## [What the exercise asks]
Whenever a line below mentions the word "paved", that line should be copied.

- - - -

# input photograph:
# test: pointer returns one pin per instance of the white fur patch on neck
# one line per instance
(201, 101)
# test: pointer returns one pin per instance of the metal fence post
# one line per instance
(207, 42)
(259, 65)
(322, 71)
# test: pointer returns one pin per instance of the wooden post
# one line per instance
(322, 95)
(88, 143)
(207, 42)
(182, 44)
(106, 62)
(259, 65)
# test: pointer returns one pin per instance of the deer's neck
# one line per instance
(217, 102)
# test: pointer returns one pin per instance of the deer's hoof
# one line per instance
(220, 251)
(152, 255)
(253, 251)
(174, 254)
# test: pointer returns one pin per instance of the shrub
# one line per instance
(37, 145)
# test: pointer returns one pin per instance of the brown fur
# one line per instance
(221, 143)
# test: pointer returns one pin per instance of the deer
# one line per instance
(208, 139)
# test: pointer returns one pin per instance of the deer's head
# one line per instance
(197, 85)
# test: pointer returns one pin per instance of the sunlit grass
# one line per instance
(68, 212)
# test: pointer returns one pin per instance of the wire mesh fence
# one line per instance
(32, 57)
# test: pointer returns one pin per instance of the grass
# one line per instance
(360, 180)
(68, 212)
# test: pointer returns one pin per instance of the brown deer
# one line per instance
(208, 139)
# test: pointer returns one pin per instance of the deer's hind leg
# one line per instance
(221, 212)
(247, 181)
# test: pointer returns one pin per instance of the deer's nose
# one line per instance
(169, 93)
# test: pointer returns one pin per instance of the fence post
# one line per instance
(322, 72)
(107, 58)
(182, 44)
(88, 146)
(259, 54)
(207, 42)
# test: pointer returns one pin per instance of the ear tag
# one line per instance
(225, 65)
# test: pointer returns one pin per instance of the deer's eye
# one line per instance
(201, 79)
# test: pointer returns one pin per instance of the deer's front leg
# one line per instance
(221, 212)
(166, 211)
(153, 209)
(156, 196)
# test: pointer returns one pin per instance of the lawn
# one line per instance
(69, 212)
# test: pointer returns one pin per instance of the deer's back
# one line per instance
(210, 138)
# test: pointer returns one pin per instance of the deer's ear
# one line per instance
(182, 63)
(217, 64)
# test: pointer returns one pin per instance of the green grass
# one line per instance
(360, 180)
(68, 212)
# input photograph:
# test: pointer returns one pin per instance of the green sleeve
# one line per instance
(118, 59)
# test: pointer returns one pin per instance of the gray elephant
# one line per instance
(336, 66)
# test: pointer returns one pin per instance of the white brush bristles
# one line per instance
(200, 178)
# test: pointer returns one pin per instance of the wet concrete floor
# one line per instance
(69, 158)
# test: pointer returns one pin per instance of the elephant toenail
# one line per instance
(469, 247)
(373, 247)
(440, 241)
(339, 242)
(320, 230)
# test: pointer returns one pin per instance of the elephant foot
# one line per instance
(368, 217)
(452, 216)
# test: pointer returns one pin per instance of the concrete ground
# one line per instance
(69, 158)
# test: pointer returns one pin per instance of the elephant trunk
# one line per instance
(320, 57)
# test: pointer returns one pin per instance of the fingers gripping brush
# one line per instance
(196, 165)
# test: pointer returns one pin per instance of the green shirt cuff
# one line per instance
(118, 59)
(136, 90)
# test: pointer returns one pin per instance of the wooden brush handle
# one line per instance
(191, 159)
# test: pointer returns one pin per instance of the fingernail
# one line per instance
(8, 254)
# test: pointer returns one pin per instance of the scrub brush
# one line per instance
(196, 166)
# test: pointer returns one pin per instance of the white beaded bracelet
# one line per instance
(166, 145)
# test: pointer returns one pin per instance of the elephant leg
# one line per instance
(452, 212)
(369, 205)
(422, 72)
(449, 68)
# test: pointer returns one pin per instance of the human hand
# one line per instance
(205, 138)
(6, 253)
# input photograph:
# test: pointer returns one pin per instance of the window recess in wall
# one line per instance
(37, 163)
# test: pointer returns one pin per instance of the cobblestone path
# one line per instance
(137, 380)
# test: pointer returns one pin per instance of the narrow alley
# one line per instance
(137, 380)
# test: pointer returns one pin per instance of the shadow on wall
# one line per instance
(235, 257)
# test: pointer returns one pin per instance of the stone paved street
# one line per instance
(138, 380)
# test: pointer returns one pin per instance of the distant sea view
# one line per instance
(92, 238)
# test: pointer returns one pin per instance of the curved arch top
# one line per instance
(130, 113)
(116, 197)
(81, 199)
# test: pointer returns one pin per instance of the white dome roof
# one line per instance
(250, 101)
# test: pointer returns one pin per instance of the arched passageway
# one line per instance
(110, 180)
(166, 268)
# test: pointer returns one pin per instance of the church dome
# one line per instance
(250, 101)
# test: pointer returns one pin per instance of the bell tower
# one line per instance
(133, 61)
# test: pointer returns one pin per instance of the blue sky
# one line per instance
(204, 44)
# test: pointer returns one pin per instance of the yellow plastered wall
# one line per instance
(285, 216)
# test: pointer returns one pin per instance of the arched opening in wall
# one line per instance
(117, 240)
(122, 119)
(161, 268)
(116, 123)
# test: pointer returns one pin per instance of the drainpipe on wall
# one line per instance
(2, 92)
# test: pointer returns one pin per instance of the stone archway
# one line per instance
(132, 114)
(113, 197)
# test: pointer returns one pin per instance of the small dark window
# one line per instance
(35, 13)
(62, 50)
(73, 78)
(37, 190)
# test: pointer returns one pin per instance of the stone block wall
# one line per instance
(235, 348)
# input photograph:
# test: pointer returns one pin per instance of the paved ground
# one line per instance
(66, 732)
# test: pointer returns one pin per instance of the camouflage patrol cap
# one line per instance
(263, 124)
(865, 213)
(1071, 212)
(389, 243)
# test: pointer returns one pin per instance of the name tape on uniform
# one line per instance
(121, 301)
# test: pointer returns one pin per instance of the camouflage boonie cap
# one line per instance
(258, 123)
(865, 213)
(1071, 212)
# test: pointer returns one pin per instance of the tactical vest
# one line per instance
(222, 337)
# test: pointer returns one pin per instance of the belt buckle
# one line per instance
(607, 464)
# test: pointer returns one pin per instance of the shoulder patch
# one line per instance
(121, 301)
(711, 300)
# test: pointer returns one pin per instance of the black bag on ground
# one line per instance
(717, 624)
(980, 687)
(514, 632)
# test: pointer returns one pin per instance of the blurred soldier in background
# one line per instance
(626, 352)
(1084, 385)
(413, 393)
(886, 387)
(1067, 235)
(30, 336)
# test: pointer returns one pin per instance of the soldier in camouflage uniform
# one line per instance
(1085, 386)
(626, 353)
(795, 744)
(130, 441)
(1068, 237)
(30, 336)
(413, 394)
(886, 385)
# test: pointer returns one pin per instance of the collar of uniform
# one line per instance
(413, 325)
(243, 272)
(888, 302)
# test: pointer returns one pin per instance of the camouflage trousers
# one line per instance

- - - -

## [Solved problem]
# test: pointer returns one pin per instance of the stone paved street
# test: pointer returns one pin per instance of the paved ground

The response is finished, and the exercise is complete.